* [Short problem]: Copy the lines below word for word, from the start of the entries up to and including the line with "[541,485,575,532]". Leave out the pictures.

Object detection entries
-=-=-
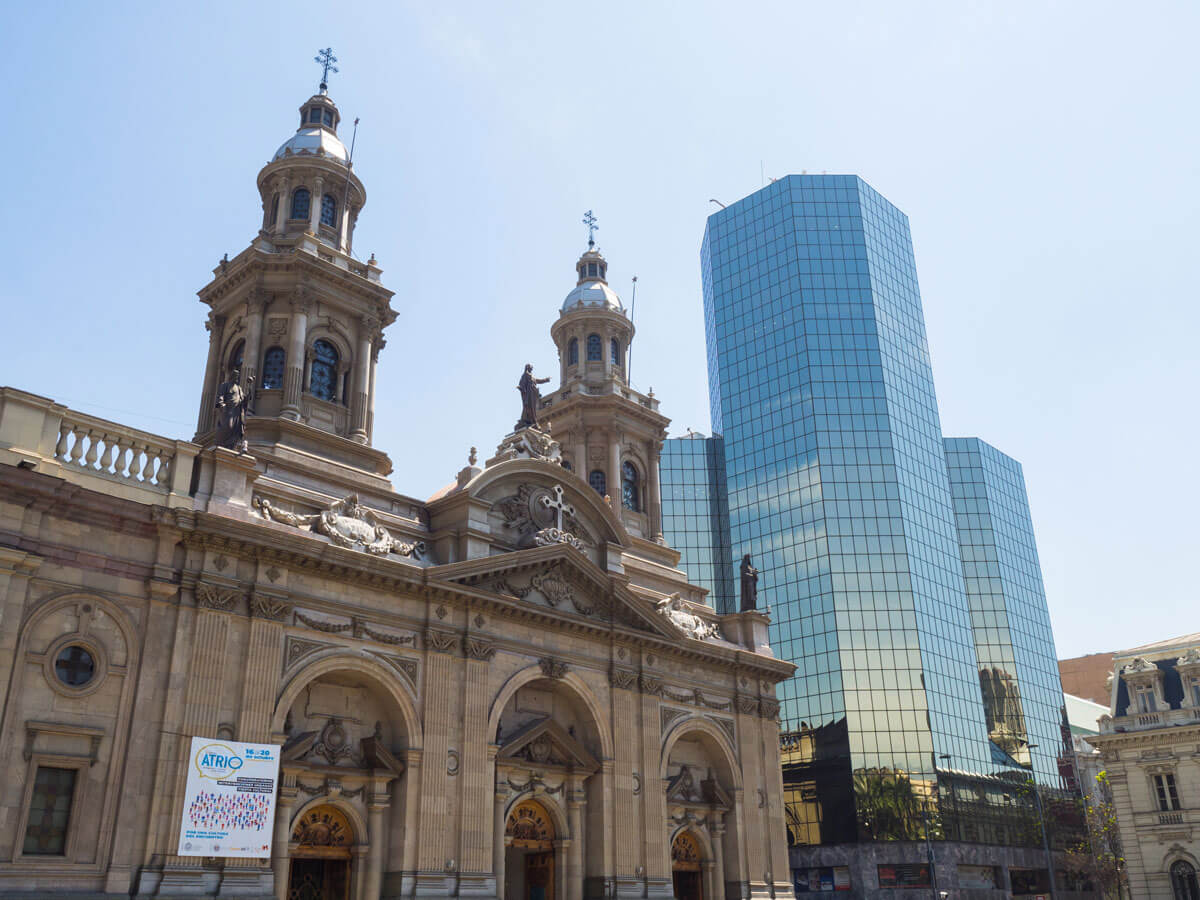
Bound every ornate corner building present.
[0,75,793,900]
[1086,634,1200,900]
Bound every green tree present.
[1063,772,1129,900]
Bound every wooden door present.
[526,852,554,900]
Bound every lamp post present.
[1025,744,1057,900]
[937,754,962,842]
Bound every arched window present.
[320,193,337,228]
[289,187,312,218]
[308,341,337,401]
[263,347,287,390]
[228,341,246,378]
[620,462,641,512]
[1171,859,1200,900]
[588,469,608,497]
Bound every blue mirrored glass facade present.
[686,175,1080,868]
[946,438,1070,784]
[659,433,734,613]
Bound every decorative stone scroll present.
[538,656,566,680]
[655,593,725,641]
[250,594,292,622]
[196,584,242,612]
[496,484,592,551]
[254,493,425,559]
[487,427,563,466]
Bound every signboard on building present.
[878,863,932,888]
[792,865,850,894]
[179,737,280,859]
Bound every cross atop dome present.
[312,47,337,94]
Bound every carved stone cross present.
[541,485,575,532]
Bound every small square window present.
[22,766,78,856]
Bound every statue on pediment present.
[655,593,724,641]
[215,368,254,454]
[512,362,550,431]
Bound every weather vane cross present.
[583,210,600,247]
[312,47,337,90]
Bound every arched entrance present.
[288,805,354,900]
[504,800,554,900]
[671,832,704,900]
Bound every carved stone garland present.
[254,493,425,559]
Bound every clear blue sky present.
[0,0,1200,656]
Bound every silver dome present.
[271,126,350,163]
[563,281,625,312]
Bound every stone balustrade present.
[1100,707,1200,734]
[0,388,199,506]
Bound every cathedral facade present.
[0,86,792,900]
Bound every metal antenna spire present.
[312,47,337,91]
[583,210,600,250]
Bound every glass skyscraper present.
[662,175,1084,893]
[659,432,733,612]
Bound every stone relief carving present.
[496,484,593,551]
[466,637,496,661]
[425,629,458,653]
[538,656,566,680]
[704,715,738,746]
[250,594,292,622]
[491,427,563,466]
[608,667,637,691]
[196,584,241,612]
[1121,656,1158,674]
[254,493,425,559]
[654,593,725,641]
[529,566,575,607]
[371,653,416,688]
[659,707,688,734]
[283,636,336,671]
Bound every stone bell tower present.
[540,240,671,542]
[196,76,396,475]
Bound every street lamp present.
[1025,744,1057,900]
[937,754,962,842]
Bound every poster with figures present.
[179,737,280,859]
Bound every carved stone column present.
[271,175,292,234]
[492,773,509,900]
[196,314,224,434]
[608,431,620,515]
[713,812,725,900]
[646,440,662,544]
[280,296,312,421]
[575,434,589,481]
[308,175,325,234]
[271,772,296,900]
[350,316,379,444]
[566,784,587,900]
[241,288,266,389]
[367,335,388,444]
[364,799,388,900]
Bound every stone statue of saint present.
[742,553,758,612]
[514,362,550,431]
[216,370,254,454]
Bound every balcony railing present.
[0,388,199,506]
[1100,707,1200,734]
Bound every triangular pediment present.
[427,544,680,641]
[496,716,600,774]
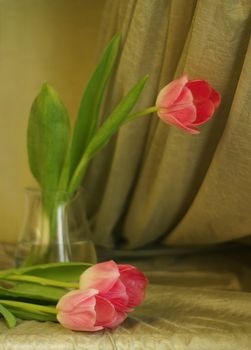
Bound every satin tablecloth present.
[0,243,251,350]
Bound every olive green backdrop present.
[0,0,251,350]
[85,0,251,247]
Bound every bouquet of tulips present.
[4,34,220,331]
[0,260,148,331]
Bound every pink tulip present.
[57,289,126,332]
[156,75,221,134]
[80,260,148,313]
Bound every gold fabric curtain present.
[85,0,251,247]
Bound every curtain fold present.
[85,0,251,248]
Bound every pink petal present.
[104,280,130,311]
[119,265,148,308]
[79,260,119,294]
[57,289,103,331]
[160,114,199,134]
[156,75,188,108]
[57,311,104,332]
[171,87,193,107]
[56,289,98,312]
[209,88,221,109]
[193,101,214,126]
[186,80,211,103]
[95,295,117,327]
[158,104,196,125]
[106,312,127,328]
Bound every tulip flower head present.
[57,289,126,332]
[156,75,221,134]
[80,260,148,312]
[57,260,148,332]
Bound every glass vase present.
[15,188,96,266]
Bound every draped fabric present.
[85,0,251,248]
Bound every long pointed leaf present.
[61,34,121,190]
[0,262,91,282]
[68,76,148,192]
[0,283,67,302]
[0,304,17,328]
[27,83,70,190]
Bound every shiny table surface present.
[0,246,251,350]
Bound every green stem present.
[0,300,57,314]
[2,275,79,289]
[126,106,158,122]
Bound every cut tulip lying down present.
[57,260,148,332]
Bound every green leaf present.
[27,83,70,191]
[68,76,148,192]
[0,282,68,302]
[0,262,91,282]
[0,304,17,328]
[61,34,121,186]
[4,306,57,322]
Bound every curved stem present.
[0,300,57,315]
[126,106,158,122]
[2,275,79,289]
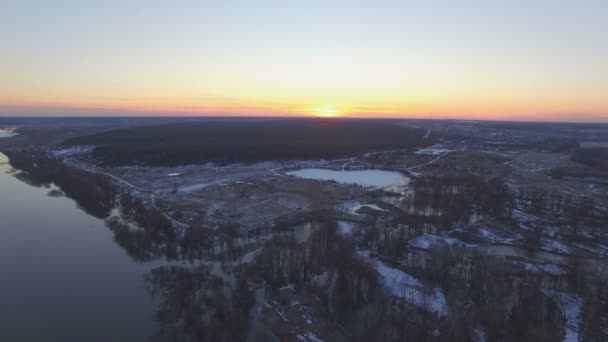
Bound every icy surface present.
[287,169,410,188]
[297,330,323,342]
[414,145,452,156]
[338,221,353,237]
[408,234,464,249]
[350,204,388,215]
[52,145,95,157]
[543,289,583,342]
[359,251,448,317]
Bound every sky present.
[0,0,608,121]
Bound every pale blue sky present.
[0,1,608,120]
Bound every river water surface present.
[0,153,156,341]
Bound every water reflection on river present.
[287,168,410,188]
[0,153,158,341]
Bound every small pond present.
[287,168,410,188]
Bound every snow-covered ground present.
[350,204,388,215]
[359,251,448,317]
[51,145,95,157]
[511,260,568,275]
[337,221,353,238]
[543,289,583,342]
[414,145,453,156]
[408,234,466,249]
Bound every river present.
[0,153,158,341]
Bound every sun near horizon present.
[0,0,608,121]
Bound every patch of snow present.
[540,238,572,254]
[279,284,295,292]
[296,330,323,342]
[477,228,513,244]
[51,145,95,157]
[359,251,448,317]
[178,183,210,194]
[408,234,465,249]
[350,204,388,215]
[241,249,259,264]
[338,221,353,237]
[511,260,568,275]
[414,145,452,156]
[543,289,583,342]
[471,328,488,342]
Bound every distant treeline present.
[5,151,116,218]
[65,119,432,165]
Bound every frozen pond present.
[287,169,410,188]
[0,153,158,342]
[0,131,17,139]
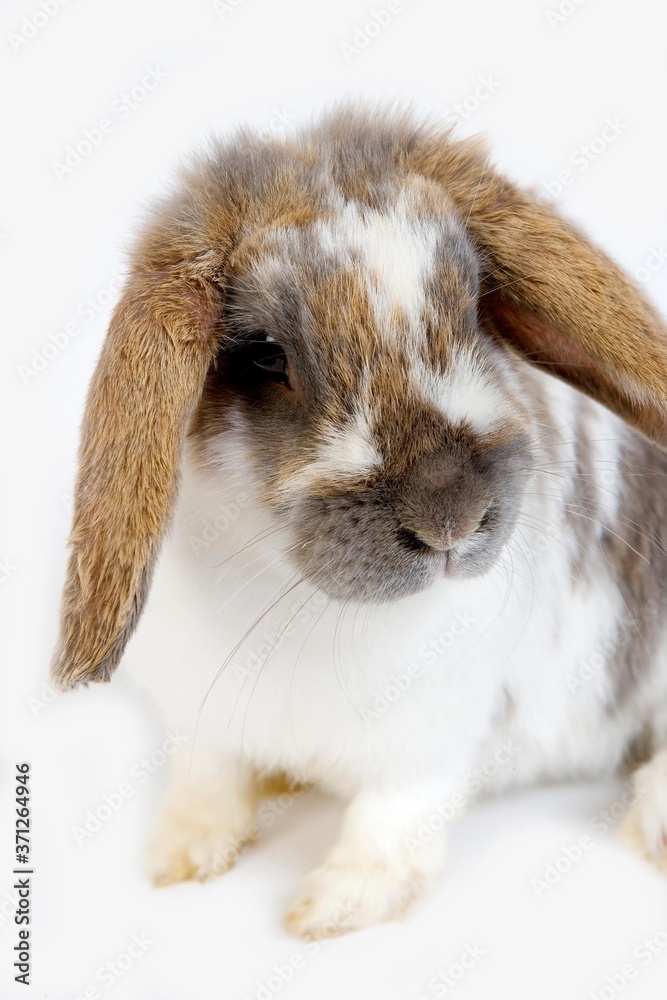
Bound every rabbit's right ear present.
[52,266,220,688]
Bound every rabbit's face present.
[200,185,532,601]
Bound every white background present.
[0,0,667,1000]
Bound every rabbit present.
[52,105,667,938]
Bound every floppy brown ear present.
[412,136,667,447]
[52,269,219,688]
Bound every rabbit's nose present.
[401,502,492,552]
[399,454,493,552]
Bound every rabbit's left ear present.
[52,269,220,688]
[410,135,667,447]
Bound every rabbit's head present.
[54,111,667,686]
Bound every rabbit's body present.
[54,112,667,935]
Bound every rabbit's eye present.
[248,334,289,386]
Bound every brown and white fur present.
[53,109,667,936]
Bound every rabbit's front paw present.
[148,768,257,885]
[286,858,423,938]
[621,749,667,871]
[148,817,254,886]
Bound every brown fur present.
[53,112,667,687]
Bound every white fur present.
[281,406,382,496]
[125,368,667,935]
[418,346,509,434]
[317,192,438,339]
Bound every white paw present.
[621,750,667,871]
[285,859,424,938]
[148,821,253,885]
[148,786,257,885]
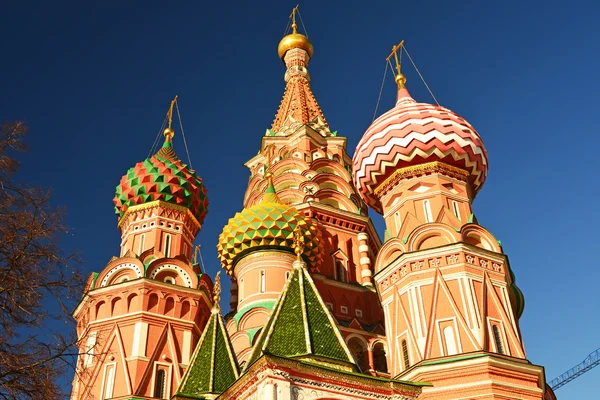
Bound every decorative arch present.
[146,259,198,288]
[96,257,144,287]
[407,222,461,251]
[346,334,369,372]
[312,172,354,197]
[460,224,502,253]
[315,189,358,212]
[110,297,123,317]
[371,340,389,374]
[165,296,175,316]
[181,300,192,319]
[374,238,407,273]
[127,293,142,313]
[310,157,351,182]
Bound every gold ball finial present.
[277,6,313,60]
[164,128,175,143]
[396,73,406,89]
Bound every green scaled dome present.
[217,179,321,275]
[113,139,208,225]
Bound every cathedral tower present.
[71,100,212,400]
[224,11,387,374]
[353,45,552,399]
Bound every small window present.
[335,260,346,282]
[154,369,167,399]
[394,211,402,235]
[165,276,175,285]
[492,325,504,354]
[423,200,433,222]
[401,340,410,369]
[102,364,115,399]
[164,234,171,258]
[443,325,458,356]
[138,233,146,254]
[260,269,267,293]
[452,200,460,220]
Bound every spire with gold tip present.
[352,41,488,213]
[113,96,208,225]
[267,6,335,136]
[217,173,321,275]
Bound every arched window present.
[443,325,458,356]
[348,337,369,372]
[165,276,175,285]
[102,364,115,399]
[492,325,504,354]
[148,293,158,312]
[335,260,346,282]
[154,369,167,399]
[259,269,267,293]
[373,340,390,374]
[423,200,433,222]
[401,340,410,369]
[163,233,171,258]
[394,211,402,235]
[452,200,460,220]
[165,297,175,315]
[138,233,146,255]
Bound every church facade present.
[71,9,555,400]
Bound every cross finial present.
[386,40,406,89]
[294,227,304,261]
[290,4,300,33]
[165,95,178,143]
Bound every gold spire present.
[164,95,177,143]
[290,4,300,33]
[277,5,313,62]
[385,40,406,89]
[213,271,221,310]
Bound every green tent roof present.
[175,309,239,399]
[246,261,358,370]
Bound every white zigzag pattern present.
[356,124,487,179]
[354,148,486,198]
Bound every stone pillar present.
[357,232,373,287]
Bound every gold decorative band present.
[118,200,200,228]
[373,161,470,196]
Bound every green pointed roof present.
[245,261,358,371]
[175,308,240,399]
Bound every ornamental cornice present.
[374,249,506,293]
[373,161,470,197]
[117,200,201,230]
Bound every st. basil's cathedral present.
[71,9,556,400]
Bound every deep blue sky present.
[0,1,600,399]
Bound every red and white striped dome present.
[352,88,488,213]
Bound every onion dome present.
[113,133,208,225]
[352,81,488,213]
[277,17,313,60]
[217,176,321,275]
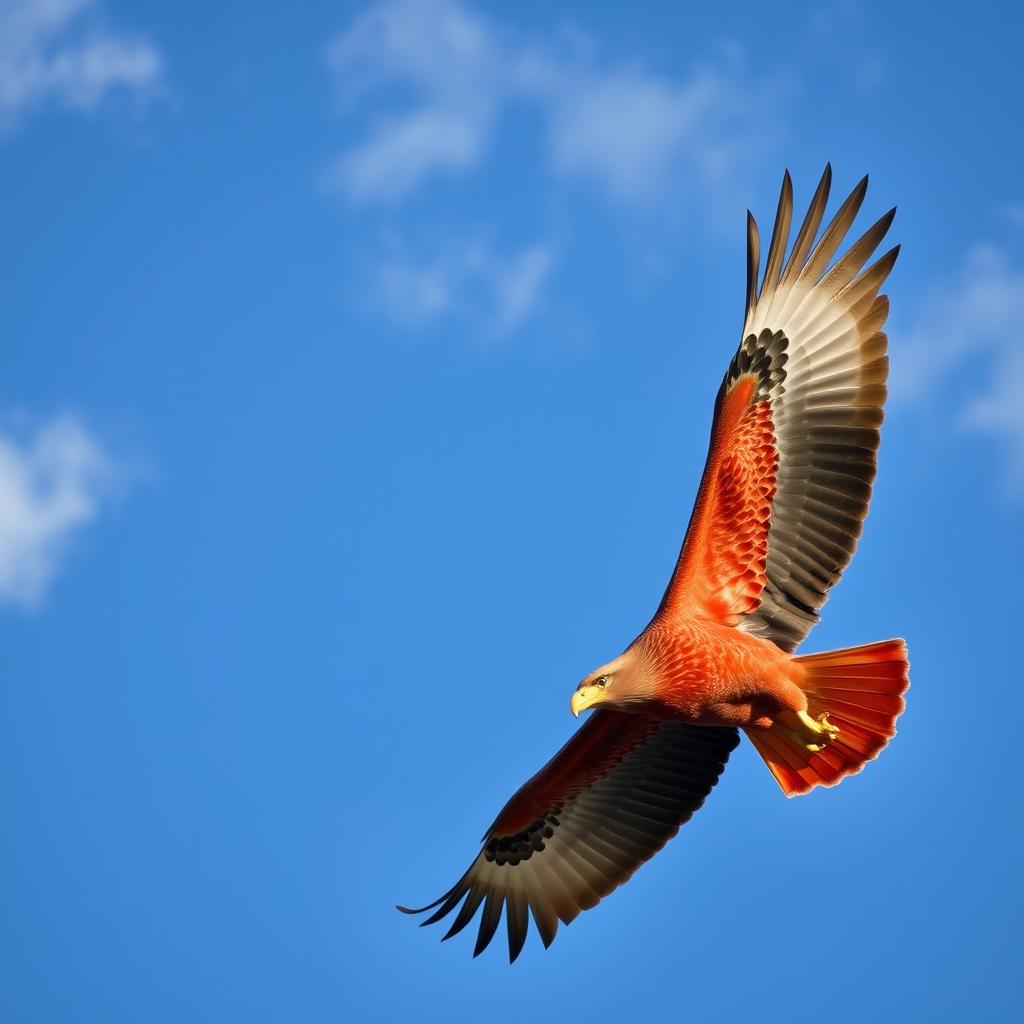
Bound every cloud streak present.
[322,0,786,334]
[0,417,117,608]
[0,0,164,128]
[369,234,556,338]
[330,0,784,211]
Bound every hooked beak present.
[569,686,604,718]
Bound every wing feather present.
[399,709,739,961]
[654,167,899,650]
-=-=-
* [Finished exercise]:
Bound every ornate corner building present.
[0,75,793,900]
[1086,634,1200,900]
Bound every green tree present.
[1063,772,1129,900]
Bound every wooden door present.
[526,852,554,900]
Bound every lamp post present.
[1025,744,1057,900]
[937,754,962,842]
Bound every arched window present.
[320,193,337,228]
[289,187,312,218]
[308,341,337,401]
[263,347,287,390]
[228,341,246,378]
[620,462,641,512]
[1171,859,1200,900]
[588,469,608,497]
Bound every blue mirrored glass facade present.
[686,175,1080,868]
[946,438,1070,784]
[659,433,734,613]
Bound every decorative stone scroll present.
[538,656,566,680]
[655,593,725,641]
[250,594,292,622]
[196,584,242,612]
[496,484,592,551]
[254,493,425,559]
[487,427,563,466]
Bound every signboard on building present.
[878,863,932,888]
[792,865,850,894]
[179,737,280,859]
Bound every cross atop dome present.
[312,47,337,94]
Bound every carved stone cross present.
[541,485,575,532]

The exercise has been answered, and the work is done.